Data records Start Marker
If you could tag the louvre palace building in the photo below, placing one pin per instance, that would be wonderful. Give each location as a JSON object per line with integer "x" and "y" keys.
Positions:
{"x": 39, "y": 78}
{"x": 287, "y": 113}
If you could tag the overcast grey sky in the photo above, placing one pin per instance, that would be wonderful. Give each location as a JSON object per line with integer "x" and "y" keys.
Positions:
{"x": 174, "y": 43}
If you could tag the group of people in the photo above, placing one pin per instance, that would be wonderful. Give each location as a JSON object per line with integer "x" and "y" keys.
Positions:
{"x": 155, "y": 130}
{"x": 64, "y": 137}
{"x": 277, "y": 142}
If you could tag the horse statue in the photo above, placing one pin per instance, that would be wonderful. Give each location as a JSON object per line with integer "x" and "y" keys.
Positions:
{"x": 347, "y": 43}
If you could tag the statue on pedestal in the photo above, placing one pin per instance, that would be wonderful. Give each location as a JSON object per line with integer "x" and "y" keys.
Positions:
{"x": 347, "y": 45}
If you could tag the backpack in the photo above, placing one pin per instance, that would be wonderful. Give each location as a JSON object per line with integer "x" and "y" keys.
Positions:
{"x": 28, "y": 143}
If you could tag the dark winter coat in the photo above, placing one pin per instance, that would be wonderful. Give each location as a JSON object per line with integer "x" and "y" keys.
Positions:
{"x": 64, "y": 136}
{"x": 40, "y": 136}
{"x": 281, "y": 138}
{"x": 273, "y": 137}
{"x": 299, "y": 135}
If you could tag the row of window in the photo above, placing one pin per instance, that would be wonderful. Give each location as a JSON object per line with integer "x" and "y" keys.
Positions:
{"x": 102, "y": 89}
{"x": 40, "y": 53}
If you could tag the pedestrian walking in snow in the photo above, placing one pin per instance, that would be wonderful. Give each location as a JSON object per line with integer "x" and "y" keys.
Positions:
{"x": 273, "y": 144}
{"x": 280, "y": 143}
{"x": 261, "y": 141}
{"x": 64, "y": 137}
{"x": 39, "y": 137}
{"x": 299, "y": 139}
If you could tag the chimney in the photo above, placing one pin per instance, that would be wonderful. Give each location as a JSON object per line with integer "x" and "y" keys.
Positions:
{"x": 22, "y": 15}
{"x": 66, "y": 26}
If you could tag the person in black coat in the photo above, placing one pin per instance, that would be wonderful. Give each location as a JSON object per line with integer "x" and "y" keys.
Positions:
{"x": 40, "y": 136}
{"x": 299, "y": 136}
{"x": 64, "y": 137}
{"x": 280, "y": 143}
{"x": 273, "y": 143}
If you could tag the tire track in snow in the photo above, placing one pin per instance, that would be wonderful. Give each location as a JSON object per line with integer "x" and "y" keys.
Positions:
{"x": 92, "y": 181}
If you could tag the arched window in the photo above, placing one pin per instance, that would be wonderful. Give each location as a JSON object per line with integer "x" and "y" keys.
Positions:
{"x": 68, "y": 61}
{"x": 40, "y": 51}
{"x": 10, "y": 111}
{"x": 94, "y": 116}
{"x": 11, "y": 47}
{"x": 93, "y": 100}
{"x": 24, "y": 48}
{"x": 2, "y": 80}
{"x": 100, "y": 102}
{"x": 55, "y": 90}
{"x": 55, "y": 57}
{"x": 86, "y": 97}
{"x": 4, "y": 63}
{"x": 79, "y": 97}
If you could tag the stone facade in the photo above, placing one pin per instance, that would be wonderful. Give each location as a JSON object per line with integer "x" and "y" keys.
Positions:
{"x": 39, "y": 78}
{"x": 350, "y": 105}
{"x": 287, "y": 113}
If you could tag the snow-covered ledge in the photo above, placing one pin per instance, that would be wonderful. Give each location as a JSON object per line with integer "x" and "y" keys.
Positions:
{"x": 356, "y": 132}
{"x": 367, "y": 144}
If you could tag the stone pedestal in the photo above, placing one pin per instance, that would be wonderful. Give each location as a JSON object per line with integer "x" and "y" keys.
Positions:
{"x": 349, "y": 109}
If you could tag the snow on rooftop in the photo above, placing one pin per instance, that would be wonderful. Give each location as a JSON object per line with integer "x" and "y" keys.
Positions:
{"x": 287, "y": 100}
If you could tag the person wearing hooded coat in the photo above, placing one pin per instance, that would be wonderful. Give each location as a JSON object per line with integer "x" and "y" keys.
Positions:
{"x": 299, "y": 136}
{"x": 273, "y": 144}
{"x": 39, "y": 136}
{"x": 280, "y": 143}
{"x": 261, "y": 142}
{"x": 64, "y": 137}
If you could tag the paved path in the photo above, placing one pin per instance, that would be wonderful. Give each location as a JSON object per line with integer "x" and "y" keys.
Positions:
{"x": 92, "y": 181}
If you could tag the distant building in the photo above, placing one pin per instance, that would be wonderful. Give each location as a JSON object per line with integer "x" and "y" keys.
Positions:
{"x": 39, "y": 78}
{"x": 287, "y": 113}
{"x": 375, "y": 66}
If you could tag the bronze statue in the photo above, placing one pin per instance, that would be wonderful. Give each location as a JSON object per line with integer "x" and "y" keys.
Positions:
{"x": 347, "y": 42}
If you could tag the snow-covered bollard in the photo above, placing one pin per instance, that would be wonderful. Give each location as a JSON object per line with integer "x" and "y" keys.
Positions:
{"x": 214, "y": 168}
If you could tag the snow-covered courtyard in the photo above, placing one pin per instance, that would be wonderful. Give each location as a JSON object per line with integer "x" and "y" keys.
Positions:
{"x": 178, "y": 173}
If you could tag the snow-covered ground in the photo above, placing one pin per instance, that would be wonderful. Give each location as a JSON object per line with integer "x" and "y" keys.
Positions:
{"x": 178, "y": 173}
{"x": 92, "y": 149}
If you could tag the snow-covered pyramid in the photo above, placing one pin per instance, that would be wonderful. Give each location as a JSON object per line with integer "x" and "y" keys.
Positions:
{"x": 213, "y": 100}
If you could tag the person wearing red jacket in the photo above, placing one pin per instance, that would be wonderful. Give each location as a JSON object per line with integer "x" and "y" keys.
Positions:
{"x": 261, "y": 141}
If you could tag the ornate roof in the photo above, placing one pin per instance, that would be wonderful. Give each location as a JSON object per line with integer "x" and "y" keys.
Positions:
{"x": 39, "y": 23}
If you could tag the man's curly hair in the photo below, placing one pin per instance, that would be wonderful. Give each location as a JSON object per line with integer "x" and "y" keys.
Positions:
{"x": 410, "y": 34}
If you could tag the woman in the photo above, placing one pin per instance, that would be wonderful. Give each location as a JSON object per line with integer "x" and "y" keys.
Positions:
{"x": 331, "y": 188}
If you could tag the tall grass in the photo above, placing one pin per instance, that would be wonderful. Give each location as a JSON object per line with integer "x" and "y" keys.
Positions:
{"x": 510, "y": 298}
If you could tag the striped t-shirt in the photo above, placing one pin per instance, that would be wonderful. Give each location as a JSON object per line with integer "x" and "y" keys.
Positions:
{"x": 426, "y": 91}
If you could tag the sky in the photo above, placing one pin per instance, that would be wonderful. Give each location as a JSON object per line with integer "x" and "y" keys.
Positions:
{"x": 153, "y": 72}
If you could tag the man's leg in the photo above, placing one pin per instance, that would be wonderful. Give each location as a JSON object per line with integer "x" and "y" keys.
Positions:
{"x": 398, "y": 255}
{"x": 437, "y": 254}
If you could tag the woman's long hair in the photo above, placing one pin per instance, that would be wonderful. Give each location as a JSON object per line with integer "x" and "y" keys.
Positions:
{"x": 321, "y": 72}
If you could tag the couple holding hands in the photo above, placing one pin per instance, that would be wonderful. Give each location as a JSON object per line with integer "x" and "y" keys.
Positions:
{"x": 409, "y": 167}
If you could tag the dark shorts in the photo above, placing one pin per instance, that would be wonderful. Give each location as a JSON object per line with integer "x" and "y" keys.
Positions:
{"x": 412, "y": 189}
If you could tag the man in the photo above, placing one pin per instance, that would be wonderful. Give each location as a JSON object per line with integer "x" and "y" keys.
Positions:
Data records End Marker
• **Task directions**
Find the word "wearing" in the records, and report each line that has it.

• **Task solution**
If you could tag the person wearing hooded coat in the photo above, placing one pin per instance, that would be wonderful. Give each location as a JSON object per line with integer "x" and "y" keys.
If you could tag the person wearing red jacket in the photo above, placing one pin per instance, that would be wonderful. Give each location as a JSON object per line with integer "x" and "y" keys.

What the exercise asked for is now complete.